— DIRECTION —
Substitute "dinosaur trackway slab" for "fossil footprint panel" in every entry below, and reproduce the lines otherwise unchanged without the pictures.

═══ DATA FOR PROCESSING ═══

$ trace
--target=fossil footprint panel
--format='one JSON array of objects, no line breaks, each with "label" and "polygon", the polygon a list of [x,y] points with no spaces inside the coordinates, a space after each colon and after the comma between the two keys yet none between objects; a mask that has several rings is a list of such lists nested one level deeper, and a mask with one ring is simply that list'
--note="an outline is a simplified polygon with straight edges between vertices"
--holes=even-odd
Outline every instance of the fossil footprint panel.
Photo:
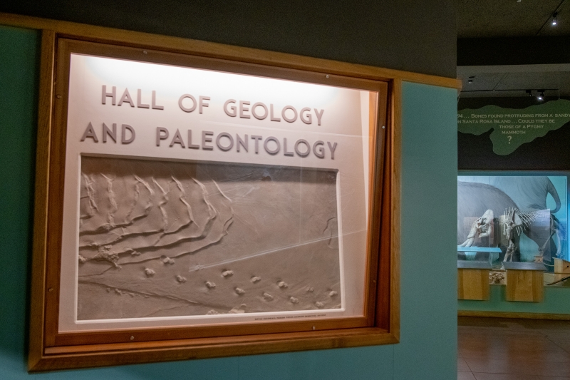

═══

— RESULT BELOW —
$ trace
--target=dinosaur trackway slab
--format='one JSON array of objects, no line breaks, each with "label" and "polygon", the polygon a list of [x,y] points with no spaces inside the coordinates, a space after each colon and after the comma between the two keys yet none between objects; a mask that has several rings is a list of such lists nested one level deeper, and a mask with one ring is simply that list'
--note="an outline is a simplified polygon with straight edges between vertices"
--holes=even-odd
Outline every instance of the dinosaur trackway slab.
Photo:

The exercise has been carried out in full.